Written request 1
In the passage on Sins Invalid, update the part that opens with the words containing "Most specifically, Sins" and closes with "dominance and submission.", replacing "performance art" with "live art".
Written request 2
Condense the paragraph of the passage on Sins Invalid that begins "The theme of this year's show" into a shorter version that retains its main facts.

Most specifically, Sins Invalid is about the sexuality of people with physical disabilities — an opportunity for people with disabilities to affirm and celebrate the vibrancy of their sexuality through performance art, theater, film, dance, song, and the spoken word. The cabaret-style performances in Sins Invalid range from mild to graphic, from tender to passionate, from the gentle spoken word to a sexually explicit depiction of a scene involving loving dominance and submission.

“The theme of this year’s show is the magic of embodiment,” says Patty Berne, artistic director of Sins Invalid, “the magic of all life and the spirit incarnate.” The 12 artists in Sins Invalid all possess disabilities, some quite apparent, others less so, such as deafness and environmental illness and injuries. “Each of these artists is in a non-normative body,” Berne notes, “and each is a miraculous, sexual being.”

Given data
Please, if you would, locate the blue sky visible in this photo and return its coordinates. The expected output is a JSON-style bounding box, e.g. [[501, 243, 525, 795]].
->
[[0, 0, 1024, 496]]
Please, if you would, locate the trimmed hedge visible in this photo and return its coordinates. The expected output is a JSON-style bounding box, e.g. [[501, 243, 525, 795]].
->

...

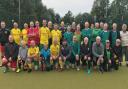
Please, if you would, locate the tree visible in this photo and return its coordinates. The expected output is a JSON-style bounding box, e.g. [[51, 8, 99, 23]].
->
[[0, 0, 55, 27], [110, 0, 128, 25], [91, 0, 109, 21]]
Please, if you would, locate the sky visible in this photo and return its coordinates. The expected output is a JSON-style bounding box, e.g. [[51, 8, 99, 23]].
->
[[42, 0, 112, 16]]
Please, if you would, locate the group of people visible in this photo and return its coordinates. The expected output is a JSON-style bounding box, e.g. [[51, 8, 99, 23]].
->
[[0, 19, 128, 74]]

* * *

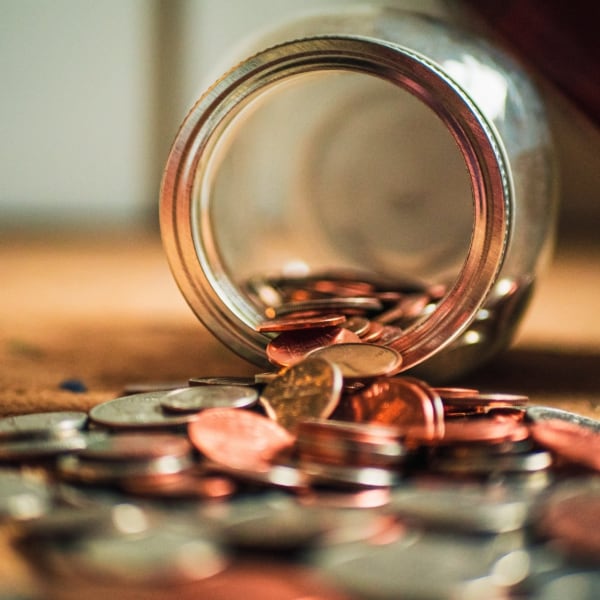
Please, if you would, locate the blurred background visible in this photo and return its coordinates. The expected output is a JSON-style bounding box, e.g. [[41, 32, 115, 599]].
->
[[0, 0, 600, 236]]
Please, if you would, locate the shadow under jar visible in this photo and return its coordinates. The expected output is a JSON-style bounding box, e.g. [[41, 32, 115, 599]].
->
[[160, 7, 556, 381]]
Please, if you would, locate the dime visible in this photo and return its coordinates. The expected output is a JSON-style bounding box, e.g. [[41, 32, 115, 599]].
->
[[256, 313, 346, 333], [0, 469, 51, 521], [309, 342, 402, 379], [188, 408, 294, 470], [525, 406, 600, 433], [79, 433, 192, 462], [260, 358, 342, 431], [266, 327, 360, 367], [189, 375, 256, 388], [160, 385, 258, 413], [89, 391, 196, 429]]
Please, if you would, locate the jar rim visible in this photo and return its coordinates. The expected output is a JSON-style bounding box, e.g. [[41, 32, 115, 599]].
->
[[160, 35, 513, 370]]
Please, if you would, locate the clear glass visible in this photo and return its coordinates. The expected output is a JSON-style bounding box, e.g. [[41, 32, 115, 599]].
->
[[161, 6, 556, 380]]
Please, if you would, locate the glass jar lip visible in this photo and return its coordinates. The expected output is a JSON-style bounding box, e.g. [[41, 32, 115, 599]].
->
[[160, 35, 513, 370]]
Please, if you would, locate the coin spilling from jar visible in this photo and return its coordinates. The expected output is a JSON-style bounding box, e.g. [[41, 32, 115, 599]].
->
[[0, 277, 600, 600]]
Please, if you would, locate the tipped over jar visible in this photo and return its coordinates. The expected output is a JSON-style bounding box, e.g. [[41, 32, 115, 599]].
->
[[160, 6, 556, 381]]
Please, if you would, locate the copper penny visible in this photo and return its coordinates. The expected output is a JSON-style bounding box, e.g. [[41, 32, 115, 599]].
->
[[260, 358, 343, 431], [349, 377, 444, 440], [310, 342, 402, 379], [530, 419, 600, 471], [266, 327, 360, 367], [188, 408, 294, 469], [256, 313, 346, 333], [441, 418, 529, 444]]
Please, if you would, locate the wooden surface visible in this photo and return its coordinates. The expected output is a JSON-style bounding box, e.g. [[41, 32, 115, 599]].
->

Task result 1
Most specifically, Sins Invalid is about the sexuality of people with physical disabilities — an opportunity for people with disabilities to affirm and celebrate the vibrancy of their sexuality through live art, theater, film, dance, song, and the spoken word. The cabaret-style performances in Sins Invalid range from mild to graphic, from tender to passionate, from the gentle spoken word to a sexually explicit depiction of a scene involving loving dominance and submission.

Task result 2
According to artistic director Patty Berne, this year's Sins Invalid show takes the magic of embodiment as its theme. All 12 of its artists have disabilities, some obvious and others less so, such as deafness, environmental illness and injuries. Berne describes each as having a non-normative body and being a miraculous, sexual being.